Work order 1: Translate this sentence from the post about advertising into Spanish: "Anyway, Florian says he can’t imagine anything better or more exciting than being an advertiser in this day and age."
Work order 2: Print everything in the post about advertising from "Contributing to people’s" down to and including "a great chef.".

Text passage:
+--

This is Florian Haller, chief exec of Serviceplan Group (yeah, me neither).
You may not be familiar with him, but I came across him in this week’s Campaign supplement, ‘The world’s leading independent agencies 2011’ (by the way, I’m sure you know this, but just in case you don’t, these supplements include whichever companies are prepared to pay for a full-page ad and a full-page faux-editorial, which they write themselves. They are not an objectively selected group of the world’s leading independent agencies/post production houses/integrated direct business-to-business whorehouses).
Anyway, Florian says he can’t imagine anything better or more exciting than being an advertiser in this day and age.
Well, on the assumption that he actually meant that seriously, I thought it might be an interesting statement to ponder.
Better than being an advertiser in this day and age:
Finding the cure for AIDS/Cancer
Playing centre forward for Barcelona
Being one of those people who makes sure models’ clothes are on straight at fashion shows.
Contributing to people’s wellbeing and happiness rather than their urge to consume things they don’t need, thus using up the planet’s resources unnecessarily.
Caring for the mentally ill.
Caring for the elderly.
Being a great chef.
Sitting in a hammock drinking margaritas.
A really good one-wipe dump.
Spending an afternoon with a vertical flight of Chateau Latour.
Helping Florian get some perspective on his life.
Running with the bulls.
Being Charlie Sheen’s therapist.
Attaching jump leads to your nipples.

+--

Extracted material:

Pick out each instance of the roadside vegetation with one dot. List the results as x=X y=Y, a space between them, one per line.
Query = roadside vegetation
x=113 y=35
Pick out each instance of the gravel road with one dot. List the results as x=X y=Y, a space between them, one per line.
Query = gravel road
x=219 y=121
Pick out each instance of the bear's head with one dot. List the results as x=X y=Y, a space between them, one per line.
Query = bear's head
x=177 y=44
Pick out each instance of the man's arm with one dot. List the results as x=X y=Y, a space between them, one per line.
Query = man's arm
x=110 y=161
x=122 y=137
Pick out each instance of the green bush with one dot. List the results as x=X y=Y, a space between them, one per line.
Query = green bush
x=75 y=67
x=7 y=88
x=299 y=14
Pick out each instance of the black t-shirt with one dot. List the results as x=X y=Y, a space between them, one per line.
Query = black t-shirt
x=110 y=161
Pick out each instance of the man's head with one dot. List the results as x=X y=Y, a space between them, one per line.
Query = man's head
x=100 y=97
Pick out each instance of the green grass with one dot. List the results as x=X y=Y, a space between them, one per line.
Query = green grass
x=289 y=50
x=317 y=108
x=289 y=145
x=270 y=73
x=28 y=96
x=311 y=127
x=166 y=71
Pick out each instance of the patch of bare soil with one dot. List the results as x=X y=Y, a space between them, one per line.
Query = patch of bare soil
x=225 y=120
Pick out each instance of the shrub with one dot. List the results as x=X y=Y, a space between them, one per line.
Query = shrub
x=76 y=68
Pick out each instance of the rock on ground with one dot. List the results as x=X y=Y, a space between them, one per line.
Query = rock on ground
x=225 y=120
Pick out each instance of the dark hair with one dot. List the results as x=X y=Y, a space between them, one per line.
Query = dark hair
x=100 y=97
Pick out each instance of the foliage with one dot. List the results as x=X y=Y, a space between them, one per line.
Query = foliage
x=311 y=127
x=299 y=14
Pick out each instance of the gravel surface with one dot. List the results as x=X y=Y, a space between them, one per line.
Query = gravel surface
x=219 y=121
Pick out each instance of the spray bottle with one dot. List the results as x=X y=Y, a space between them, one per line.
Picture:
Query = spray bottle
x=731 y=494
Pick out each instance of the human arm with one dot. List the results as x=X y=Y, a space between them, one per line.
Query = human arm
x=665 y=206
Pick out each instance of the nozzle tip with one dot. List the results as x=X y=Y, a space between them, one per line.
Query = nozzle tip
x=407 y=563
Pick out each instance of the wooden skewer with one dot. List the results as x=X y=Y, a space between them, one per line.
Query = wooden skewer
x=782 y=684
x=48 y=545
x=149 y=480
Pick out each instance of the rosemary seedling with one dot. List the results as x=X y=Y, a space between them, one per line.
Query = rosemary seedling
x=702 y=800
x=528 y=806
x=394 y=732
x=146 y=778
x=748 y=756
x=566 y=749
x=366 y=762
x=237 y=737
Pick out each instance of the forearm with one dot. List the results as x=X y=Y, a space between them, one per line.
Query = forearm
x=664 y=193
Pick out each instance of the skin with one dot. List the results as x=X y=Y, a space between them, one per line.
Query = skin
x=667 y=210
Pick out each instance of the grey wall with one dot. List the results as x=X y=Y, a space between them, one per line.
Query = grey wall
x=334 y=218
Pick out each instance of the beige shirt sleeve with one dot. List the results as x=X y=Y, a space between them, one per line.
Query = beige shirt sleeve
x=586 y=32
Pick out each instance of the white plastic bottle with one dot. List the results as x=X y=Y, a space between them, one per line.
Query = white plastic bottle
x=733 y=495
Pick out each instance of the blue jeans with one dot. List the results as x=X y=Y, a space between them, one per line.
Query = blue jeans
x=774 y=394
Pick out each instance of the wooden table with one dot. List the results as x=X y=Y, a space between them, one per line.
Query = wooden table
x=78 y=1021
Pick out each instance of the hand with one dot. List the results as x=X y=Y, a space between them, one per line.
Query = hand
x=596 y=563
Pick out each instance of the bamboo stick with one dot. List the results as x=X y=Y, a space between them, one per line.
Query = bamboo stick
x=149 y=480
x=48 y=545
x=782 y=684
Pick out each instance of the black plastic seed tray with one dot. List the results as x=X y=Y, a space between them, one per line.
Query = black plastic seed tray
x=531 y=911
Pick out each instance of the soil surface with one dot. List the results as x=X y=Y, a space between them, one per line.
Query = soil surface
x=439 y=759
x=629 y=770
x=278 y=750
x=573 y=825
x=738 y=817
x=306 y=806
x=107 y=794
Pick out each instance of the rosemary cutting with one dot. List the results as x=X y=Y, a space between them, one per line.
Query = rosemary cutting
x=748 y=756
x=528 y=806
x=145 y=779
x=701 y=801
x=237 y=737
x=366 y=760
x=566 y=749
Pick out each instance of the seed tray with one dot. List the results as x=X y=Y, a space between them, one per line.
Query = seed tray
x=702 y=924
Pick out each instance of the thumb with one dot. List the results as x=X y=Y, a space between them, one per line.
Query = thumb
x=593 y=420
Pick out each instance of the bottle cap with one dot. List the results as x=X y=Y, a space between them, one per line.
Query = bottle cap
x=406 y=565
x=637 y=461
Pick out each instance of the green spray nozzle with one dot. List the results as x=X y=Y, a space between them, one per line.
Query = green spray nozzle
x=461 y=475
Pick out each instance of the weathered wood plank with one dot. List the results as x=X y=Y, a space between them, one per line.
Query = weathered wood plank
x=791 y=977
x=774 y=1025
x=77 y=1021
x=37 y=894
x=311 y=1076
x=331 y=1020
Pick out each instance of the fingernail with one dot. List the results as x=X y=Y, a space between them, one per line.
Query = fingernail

+--

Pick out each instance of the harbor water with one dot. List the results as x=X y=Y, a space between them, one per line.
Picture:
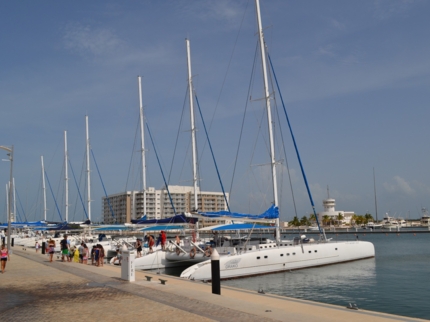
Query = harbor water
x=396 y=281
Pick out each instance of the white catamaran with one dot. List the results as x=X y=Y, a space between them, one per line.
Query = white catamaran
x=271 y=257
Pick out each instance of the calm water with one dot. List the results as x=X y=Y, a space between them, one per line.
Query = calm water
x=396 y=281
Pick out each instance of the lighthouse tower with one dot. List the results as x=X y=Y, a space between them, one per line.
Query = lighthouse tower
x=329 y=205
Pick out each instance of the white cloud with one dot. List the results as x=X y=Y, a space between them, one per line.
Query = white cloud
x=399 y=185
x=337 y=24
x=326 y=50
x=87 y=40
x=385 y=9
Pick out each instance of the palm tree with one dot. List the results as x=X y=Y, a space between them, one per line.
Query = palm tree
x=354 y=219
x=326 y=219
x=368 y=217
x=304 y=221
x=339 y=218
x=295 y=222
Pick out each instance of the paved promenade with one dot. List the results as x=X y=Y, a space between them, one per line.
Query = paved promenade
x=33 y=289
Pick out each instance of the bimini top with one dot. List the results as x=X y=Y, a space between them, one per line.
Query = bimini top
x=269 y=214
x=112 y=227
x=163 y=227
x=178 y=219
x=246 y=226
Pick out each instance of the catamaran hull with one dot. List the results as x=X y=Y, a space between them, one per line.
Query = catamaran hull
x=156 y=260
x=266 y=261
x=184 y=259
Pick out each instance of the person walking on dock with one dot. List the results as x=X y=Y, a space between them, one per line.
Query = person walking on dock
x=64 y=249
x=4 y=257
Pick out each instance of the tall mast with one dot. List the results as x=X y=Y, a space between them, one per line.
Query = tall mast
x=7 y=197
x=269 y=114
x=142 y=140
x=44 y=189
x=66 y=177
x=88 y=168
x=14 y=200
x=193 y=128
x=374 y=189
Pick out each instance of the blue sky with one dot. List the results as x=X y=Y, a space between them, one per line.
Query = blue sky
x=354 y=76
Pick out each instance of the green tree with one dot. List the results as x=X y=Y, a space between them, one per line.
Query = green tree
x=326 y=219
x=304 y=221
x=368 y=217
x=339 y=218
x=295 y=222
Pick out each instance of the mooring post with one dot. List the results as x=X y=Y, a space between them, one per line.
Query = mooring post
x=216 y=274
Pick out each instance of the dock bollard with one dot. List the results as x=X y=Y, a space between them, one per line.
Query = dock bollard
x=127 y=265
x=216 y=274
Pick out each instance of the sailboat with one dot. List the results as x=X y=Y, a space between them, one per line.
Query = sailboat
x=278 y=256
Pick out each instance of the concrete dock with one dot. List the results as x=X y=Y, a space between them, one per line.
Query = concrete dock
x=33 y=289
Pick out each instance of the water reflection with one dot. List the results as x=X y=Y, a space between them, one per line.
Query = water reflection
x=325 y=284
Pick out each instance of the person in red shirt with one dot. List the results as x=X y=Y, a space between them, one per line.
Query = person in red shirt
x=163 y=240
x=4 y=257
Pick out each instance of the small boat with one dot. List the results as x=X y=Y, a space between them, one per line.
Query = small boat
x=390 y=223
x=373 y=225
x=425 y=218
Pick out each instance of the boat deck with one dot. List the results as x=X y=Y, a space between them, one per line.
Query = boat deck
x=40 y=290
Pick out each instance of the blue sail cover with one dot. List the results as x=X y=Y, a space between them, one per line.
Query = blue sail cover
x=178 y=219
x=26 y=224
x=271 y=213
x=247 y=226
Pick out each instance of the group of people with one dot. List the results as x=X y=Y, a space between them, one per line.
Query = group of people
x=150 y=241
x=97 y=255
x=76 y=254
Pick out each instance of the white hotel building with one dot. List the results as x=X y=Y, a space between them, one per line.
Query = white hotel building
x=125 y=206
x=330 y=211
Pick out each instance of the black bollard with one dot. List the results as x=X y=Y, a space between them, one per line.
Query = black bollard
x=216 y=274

+--

Answer section 1: En fin, Florian dice que no puede imaginar nada mejor ni más emocionante que ser anunciante hoy en día.

Answer section 2:
Contributing to people’s wellbeing and happiness rather than their urge to consume things they don’t need, thus using up the planet’s resources unnecessarily.
Caring for the mentally ill.
Caring for the elderly.
Being a great chef.